> SECTION DU TEXTE:
________

(Article 3 du projet de loi de finances pour 2026)

La sagesse populaire sait bien qu’en France, on sème des fonctionnaires et on récolte des impôts. A l’heure où la trajectoire de nos finances publiques se rapproche dangereusement du mur de la Dette, les fonctionnaires de Bercy ont pu d’autant plus débrider leur imagination pour trouver de nouvelles ressources qu’à défaut de recettes fiscales nouvelles, il n’est pas dit qu’ils ne seraient pas également impactés par les économies à faire.

Avec la prorogation d’un an de la Contribution Différentielle sur les Hauts Revenus (qui risque bien, si elle est effectivement maintenue, par devenir aussi « exceptionnelle » que sa grande sœur la CEHR instaurée en 2011 juste le temps nécessaire pour respecter les critères de Maastricht…), l’autre mesure proposée pour « faire payer les riches » (pardon : faire mieux participer les plus fortunés à l’effort de redressement de nos finances publiques) confine au chef d’œuvre : une taxe de 2 % sur le patrimoine financier présumé excédentaire (donc non nécessaire) des holdings patrimoniales.

________

> ENTRÉES DE LA TÂCHE:

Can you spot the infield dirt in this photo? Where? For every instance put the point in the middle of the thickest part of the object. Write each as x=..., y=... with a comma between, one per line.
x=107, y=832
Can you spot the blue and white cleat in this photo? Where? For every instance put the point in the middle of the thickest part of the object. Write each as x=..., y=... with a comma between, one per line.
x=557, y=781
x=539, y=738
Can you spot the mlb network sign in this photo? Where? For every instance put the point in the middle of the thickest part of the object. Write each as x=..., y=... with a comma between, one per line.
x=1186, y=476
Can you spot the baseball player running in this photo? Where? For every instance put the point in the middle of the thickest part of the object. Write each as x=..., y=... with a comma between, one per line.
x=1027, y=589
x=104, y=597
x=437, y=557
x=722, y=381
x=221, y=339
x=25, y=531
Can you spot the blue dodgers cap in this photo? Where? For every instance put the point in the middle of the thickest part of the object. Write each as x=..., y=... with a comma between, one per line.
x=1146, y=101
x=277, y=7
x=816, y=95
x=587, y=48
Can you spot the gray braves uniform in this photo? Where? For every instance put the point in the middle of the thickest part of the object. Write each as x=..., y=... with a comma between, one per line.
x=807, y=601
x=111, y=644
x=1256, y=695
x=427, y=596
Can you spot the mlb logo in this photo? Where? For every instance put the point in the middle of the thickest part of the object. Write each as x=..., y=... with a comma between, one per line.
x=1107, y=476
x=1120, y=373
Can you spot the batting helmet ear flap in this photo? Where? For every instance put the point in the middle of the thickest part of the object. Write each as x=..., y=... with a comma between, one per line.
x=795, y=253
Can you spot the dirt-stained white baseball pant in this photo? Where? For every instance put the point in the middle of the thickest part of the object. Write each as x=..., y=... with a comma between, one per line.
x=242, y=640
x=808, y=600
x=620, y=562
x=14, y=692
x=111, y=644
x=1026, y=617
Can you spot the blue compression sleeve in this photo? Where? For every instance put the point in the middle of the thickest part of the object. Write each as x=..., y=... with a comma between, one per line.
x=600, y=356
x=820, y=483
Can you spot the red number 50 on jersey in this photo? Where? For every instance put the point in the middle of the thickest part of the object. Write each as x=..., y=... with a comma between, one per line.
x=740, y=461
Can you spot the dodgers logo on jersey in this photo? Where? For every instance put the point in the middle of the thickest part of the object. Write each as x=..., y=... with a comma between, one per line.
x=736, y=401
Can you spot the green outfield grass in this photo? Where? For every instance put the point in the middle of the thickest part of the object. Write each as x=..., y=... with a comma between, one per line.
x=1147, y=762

________

> TÂCHES À RÉALISER:
1: Selon le texte sur le projet de loi de finances pour 2026, quel est le taux de la taxe proposée sur le patrimoine financier présumé excédentaire des holdings patrimoniales ?
2: Recopiez la partie des entrées qui s'ouvre sur la ligne contenant « Can you spot the mlb logo » et se ferme sur la ligne contenant « x=820, y=483 », en remplaçant partout « thickest » par « widest ». Ne modifiez rien d'autre.
Le texte et les entrées n'ont aucun lien entre eux.

> RÉSULTATS PAR TÂCHE:
1: Le taux de cette taxe est de 2 %.

2:
Can you spot the mlb logo in this photo? Where? For every instance put the point in the middle of the widest part of the object. Write each as x=..., y=... with a comma between, one per line.
x=1107, y=476
x=1120, y=373
Can you spot the batting helmet ear flap in this photo? Where? For every instance put the point in the middle of the widest part of the object. Write each as x=..., y=... with a comma between, one per line.
x=795, y=253
Can you spot the dirt-stained white baseball pant in this photo? Where? For every instance put the point in the middle of the widest part of the object. Write each as x=..., y=... with a comma between, one per line.
x=242, y=640
x=808, y=600
x=620, y=562
x=14, y=692
x=111, y=644
x=1026, y=617
Can you spot the blue compression sleeve in this photo? Where? For every instance put the point in the middle of the widest part of the object. Write each as x=..., y=... with a comma between, one per line.
x=600, y=356
x=820, y=483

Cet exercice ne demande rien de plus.